_Estratto_
#####

I primi filosofi
- di Stefano Petrucciani -
«Le origini della filosofia greca, e quindi dell’intero pensiero occidentale, sono misteriose».
Con questa asserzione difficilmente contestabile Giorgio Colli apriva, qualche anno fa, un suo libretto dedicato appunto a svelare il mistero della Nascita della filosofia. Un tentativo, il suo, notevole ma anche parziale, e comunque non più che un capitolo di una lunga storia di ipotesi che ha affaticato non solo gli specialisti professionali della storia della filosofia antica, ma anche intellettuali di estrazione più diversa, da Benjamin Farrington a quel singolare pensatore marxista che era Alfred Sohn Rethel.

#####

_Consegna_
Ricopia parola per parola il passo dell'estratto che comincia con «Con questa asserzione» e si chiude con «Alfred Sohn Rethel.».

_Dati registrati_
#####

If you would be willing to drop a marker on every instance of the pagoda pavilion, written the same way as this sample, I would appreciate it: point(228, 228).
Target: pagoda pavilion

#####

_Risposta_
Con questa asserzione difficilmente contestabile Giorgio Colli apriva, qualche anno fa, un suo libretto dedicato appunto a svelare il mistero della Nascita della filosofia. Un tentativo, il suo, notevole ma anche parziale, e comunque non più che un capitolo di una lunga storia di ipotesi che ha affaticato non solo gli specialisti professionali della storia della filosofia antica, ma anche intellettuali di estrazione più diversa, da Benjamin Farrington a quel singolare pensatore marxista che era Alfred Sohn Rethel.